Sem olhar para trás ela partiu, deixando a sala iluminada. Tampouco as figuras perceberam a sua partida, pois sempre tinham muito há fazer. Trabalhavam dia e noite, o tempo todo, dando o melhor de si, para o melhor que haviam criado.
A próxima sala estava à meia-luz e ela sentiu-se ligeiramente desconfortável. Aos poucos, seus olhos foram se acostumando à pouca luminosidade e ela pôde enxergar com exatidão o ambiente ao seu redor.
A princípio, tudo lhe parecia estranho, mas num olhar mais aprofundado, algumas lembranças muito antigas foram sendo evocadas.
Pendurados pelas paredes, havia diversos quadros com frases. Sem titubear, ela começou a ler. Foi reconhecendo uma a uma; todas elas. Assim que terminou a leitura, estava com o rosto banhado em lágrimas.
“Porque eu acredito que um mundo melhor começa dentro de cada um de nós!” , dizia uma das frases que estava escrita em um dos quadros.
As memórias tornaram-se vívidas e muita claras; trechos inteiros de sua vida passaram por seus olhos: sua infância e meninice; adolescência e juventude; início da fase adulta até a idade atual.
Repentinamente, a sala ganhou mais luz e cor e as frases, como em um passe de mágica, desprenderam-se dos quadros e passaram a flutuar, como se estivessem bailando.
Riu! Riu alto, como há muito não sorria, pois andava sempre tão preocupada com tudo e com o bem estar de todos à sua volta. Quase nunca sobrava tempo para pensar em si mesma ou em seu próprio bem estar.
Enquanto bailavam divertidamente, as frases foram deixando a sala e , instintivamente, ela foi acompanhando-as.
Contudo, assim que chegaram ao próximo recinto, para seu desespero, as frases sumiram, e lá só havia escuridão e silêncio.
Entrou em pânico. Quis fugir, pois percebia que era chegado o momento do encontro e não sabia o que iria encontrar.
Tal qual uma criança amedrontada, sentou-se em um canto daquela sala, passando seus braços por cima dos joelhos como se estivesse tentando “se abraçar”.
Fechou os olhos e assim permaneceu por algum tempo, até que seus olhos se acostumaram com a escuridão. Levantou-se e, cautelosamente, começou a tatear explorando o ambiente. Estranhamente, já havia vasculhado praticamente toda a sala sem nada encontrar até que deparou -se com uma mulher.
Naquela escuridão total, precisou firmar bem os olhos para melhor enxergar a aparência daquela mulher. Soava-lhe estranhamente familiar; devia estar na faixa dos quarenta e poucos anos, jovem e bonita, tinha aparência de cansada e parecia que tinha esquecido que um dia tinha sido mulher, profissional, enfim, um SER HUMANO, muito antes de ser apenas mãe. Aquela mulher, no auge da maturidade, dava a impressão de doar todo o seu tempo para sua família, mas não se lembrava um só instante de cuidar dela própria.

########################################

Tarefa 1 -> Mostre todas as linhas dos registros em que aparece a palavra "knob". Diferencie maiúsculas de minúsculas.
O texto e os registros não têm relação entre si.

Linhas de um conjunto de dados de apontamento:
########################################

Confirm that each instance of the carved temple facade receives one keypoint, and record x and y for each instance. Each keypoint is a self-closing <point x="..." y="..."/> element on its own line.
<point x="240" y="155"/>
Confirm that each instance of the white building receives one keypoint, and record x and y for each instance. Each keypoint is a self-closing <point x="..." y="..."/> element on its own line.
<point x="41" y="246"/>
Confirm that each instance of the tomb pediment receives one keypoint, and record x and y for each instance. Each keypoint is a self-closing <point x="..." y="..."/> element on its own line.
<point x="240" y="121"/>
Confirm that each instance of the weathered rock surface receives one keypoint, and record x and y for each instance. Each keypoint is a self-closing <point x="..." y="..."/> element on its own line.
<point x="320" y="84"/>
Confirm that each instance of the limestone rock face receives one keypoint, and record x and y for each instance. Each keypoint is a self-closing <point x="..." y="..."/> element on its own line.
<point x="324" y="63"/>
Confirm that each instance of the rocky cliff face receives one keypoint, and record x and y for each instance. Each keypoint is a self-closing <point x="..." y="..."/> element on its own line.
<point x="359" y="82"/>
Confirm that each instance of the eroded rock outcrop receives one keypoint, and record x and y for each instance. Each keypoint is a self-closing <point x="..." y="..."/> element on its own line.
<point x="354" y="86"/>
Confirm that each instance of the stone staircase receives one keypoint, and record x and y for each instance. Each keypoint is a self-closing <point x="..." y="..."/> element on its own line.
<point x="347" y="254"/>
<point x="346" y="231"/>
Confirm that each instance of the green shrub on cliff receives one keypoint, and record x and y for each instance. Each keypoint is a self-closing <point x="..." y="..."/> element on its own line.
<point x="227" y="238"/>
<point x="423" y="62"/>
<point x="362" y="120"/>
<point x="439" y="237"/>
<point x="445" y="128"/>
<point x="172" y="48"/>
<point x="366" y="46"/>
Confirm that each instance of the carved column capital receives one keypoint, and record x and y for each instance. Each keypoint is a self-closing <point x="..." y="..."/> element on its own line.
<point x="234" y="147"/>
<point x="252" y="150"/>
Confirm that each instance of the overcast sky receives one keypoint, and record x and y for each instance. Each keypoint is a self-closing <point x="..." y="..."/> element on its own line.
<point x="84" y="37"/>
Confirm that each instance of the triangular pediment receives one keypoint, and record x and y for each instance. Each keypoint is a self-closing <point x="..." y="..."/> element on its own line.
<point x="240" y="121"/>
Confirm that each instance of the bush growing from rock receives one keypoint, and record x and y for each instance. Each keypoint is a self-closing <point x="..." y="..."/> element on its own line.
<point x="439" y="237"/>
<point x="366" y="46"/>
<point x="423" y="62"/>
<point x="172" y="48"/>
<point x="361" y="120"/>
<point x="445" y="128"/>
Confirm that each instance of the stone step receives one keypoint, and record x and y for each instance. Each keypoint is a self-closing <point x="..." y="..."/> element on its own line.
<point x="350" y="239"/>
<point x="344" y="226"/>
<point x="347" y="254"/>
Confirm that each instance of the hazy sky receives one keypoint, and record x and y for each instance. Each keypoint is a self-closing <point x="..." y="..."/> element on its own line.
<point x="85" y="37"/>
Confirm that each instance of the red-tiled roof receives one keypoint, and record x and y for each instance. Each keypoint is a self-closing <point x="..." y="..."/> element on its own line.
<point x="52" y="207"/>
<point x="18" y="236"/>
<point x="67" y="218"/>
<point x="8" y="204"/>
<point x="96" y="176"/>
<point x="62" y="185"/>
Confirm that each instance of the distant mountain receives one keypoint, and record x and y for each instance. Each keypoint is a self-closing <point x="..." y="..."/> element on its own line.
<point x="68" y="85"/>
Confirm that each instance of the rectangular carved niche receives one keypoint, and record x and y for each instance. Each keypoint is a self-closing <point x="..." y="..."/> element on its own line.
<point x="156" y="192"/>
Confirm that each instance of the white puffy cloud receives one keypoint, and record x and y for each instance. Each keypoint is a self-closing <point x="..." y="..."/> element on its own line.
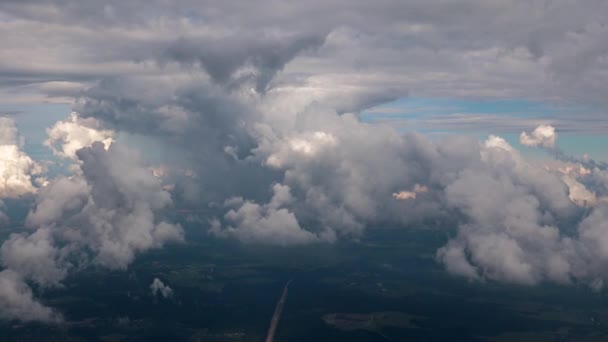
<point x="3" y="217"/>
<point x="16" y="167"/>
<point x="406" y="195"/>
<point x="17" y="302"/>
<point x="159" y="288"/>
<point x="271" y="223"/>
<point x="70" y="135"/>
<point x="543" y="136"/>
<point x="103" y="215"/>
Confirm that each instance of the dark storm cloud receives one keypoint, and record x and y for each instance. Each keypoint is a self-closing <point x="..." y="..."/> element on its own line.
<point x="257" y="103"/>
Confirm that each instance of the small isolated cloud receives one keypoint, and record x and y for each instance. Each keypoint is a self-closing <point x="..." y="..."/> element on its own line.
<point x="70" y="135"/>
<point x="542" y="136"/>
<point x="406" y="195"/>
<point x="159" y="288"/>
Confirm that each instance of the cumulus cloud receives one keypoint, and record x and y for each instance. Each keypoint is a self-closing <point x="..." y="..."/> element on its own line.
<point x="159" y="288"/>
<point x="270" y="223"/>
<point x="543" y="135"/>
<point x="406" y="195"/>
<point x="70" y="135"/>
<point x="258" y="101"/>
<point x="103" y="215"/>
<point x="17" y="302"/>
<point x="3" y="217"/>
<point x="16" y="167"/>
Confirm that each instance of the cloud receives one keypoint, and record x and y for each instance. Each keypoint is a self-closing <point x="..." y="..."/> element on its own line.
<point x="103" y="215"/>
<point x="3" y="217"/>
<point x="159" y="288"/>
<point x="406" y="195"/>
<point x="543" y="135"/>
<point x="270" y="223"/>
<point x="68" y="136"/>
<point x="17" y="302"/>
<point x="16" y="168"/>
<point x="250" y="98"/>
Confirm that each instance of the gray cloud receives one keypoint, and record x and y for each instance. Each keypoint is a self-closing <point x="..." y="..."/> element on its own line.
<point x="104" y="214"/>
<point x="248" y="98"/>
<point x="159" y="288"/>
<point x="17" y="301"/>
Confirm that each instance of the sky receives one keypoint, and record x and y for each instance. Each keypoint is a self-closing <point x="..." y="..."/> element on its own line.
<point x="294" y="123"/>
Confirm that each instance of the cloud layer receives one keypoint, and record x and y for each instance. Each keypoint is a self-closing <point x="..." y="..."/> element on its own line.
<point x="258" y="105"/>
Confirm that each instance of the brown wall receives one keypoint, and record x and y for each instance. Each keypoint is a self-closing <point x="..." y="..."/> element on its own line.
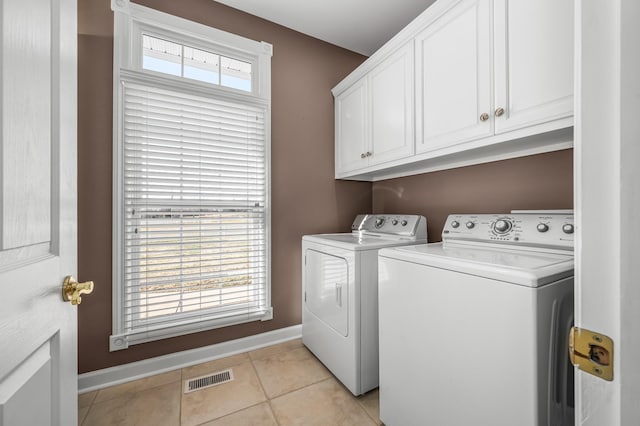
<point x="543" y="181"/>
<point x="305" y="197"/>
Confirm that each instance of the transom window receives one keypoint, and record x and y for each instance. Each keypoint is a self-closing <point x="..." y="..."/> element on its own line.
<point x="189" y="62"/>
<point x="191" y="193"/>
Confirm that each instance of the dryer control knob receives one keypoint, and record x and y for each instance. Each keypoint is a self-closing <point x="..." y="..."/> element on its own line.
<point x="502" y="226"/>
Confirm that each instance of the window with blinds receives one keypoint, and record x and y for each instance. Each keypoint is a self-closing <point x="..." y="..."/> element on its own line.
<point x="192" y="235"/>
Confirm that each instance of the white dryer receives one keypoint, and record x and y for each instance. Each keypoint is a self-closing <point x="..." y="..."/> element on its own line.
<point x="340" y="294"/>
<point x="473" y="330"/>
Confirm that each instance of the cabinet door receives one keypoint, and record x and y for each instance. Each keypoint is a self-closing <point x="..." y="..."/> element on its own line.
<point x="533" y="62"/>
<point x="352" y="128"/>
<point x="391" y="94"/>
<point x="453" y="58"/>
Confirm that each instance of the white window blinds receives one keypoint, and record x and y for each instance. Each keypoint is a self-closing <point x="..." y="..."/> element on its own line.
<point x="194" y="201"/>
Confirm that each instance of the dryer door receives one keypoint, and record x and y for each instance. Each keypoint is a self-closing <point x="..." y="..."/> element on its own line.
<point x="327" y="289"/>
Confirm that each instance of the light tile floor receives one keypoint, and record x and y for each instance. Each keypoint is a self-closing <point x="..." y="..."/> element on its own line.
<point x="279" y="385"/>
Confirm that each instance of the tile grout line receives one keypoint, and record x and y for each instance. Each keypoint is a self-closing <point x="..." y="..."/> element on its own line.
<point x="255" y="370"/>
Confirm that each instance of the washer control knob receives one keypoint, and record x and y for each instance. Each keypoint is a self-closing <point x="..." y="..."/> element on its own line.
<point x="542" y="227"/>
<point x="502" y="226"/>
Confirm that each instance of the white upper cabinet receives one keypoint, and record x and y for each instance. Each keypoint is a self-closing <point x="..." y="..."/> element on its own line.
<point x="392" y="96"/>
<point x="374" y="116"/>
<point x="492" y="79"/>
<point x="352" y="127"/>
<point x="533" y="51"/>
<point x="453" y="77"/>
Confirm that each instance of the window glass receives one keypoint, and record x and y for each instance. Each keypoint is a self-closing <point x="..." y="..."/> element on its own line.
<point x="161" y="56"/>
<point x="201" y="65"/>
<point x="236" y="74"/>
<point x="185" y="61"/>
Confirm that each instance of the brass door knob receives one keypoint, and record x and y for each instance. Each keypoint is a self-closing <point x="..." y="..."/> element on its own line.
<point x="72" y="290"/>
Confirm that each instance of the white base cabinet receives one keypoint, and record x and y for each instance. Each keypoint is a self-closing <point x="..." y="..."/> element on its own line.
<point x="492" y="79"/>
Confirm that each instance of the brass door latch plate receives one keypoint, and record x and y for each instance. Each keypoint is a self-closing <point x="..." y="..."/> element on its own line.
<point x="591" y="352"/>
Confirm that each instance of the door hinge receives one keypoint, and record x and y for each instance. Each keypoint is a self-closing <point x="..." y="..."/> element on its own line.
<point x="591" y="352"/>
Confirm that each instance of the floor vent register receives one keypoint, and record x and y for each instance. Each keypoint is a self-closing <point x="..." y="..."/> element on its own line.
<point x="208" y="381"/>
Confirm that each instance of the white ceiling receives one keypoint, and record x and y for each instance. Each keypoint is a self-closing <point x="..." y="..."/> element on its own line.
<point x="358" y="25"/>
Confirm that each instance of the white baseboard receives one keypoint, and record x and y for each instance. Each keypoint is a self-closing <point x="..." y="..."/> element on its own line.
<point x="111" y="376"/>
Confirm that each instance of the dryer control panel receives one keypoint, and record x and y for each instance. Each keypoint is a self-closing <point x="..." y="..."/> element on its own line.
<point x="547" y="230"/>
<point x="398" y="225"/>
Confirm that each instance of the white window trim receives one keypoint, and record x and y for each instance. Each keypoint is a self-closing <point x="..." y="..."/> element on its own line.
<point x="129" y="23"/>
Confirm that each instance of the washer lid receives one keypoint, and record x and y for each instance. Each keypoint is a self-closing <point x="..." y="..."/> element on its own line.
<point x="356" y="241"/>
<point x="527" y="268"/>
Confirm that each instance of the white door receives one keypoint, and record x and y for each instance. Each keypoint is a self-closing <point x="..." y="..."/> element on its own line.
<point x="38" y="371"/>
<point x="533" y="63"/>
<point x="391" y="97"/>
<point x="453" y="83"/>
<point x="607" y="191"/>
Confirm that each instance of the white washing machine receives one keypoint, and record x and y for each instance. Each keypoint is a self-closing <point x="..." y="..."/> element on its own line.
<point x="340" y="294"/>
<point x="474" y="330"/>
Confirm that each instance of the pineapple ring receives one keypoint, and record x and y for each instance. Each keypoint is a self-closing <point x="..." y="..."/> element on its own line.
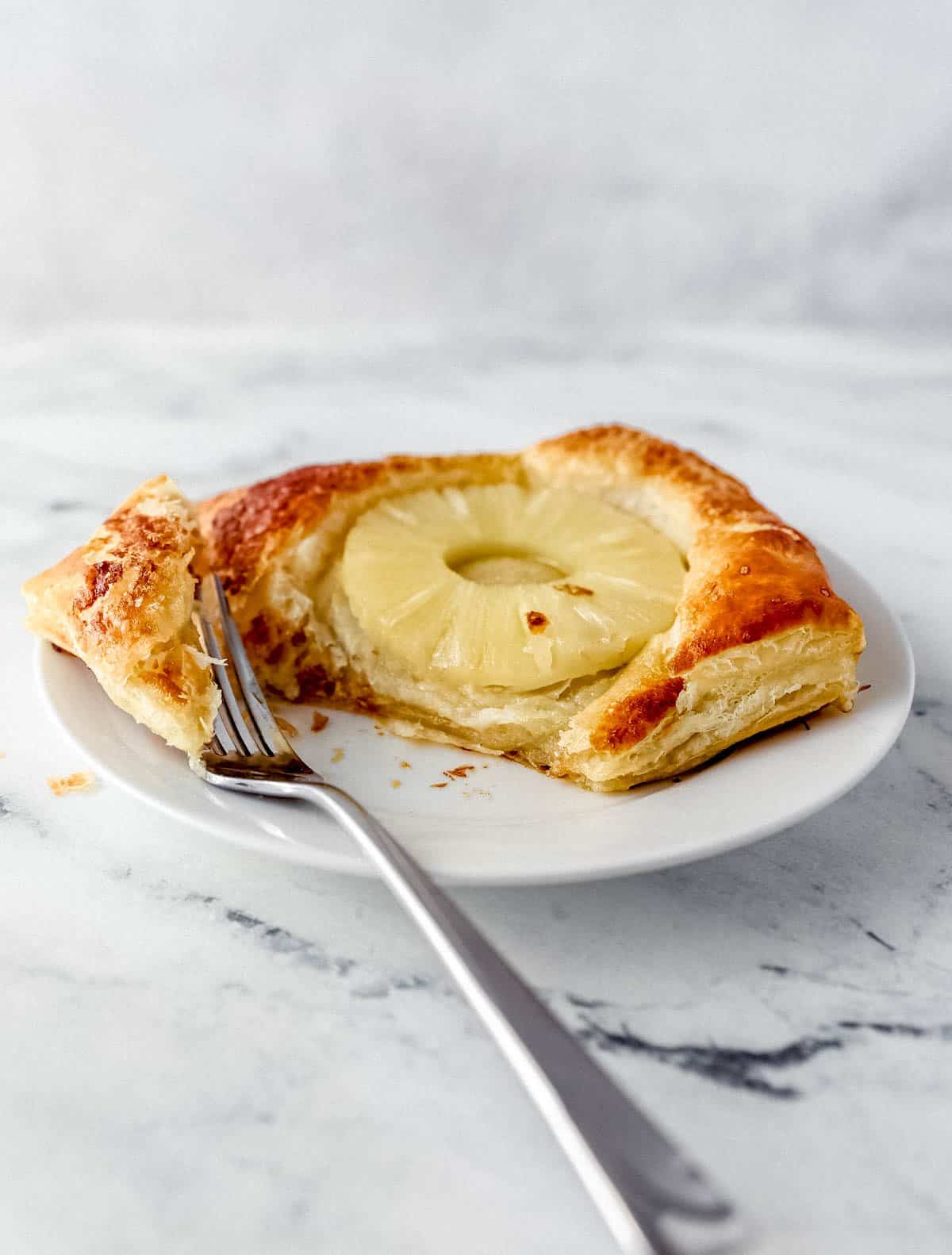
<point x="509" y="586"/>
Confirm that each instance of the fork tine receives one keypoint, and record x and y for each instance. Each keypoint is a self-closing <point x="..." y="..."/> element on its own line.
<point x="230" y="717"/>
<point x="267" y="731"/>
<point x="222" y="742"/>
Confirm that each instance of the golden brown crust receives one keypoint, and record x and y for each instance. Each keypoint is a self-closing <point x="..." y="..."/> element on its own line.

########################################

Tarefa 2 -> Diga se cada afirmação concorda com o texto, respondendo sim ou não e citando literalmente as palavras do texto que decidem a resposta. (a) A mulher encontrada na sala escura aparentava ter quarenta e poucos anos. (b) As frases dos quadros continuaram visíveis no recinto escuro. (c) As figuras da sala iluminada notaram a partida dela.

Resposta 1 ->
Confirm that each instance of the dryer control knob receives one keypoint, and record x and y for each instance. Each keypoint is a self-closing <point x="..." y="..."/> element on its own line.
Confirm that each instance of the washer control knob receives one keypoint, and record x and y for each instance. Each keypoint is a self-closing <point x="..." y="..."/> element on its own line.
Confirm that each instance of the brass door knob receives one keypoint, and record x and y for each instance. Each keypoint is a self-closing <point x="..." y="..."/> element on its own line.

Resposta 2 ->
(a) Sim: "devia estar na faixa dos quarenta e poucos anos".
(b) Não: "as frases sumiram, e lá só havia escuridão e silêncio".
(c) Não: "Tampouco as figuras perceberam a sua partida".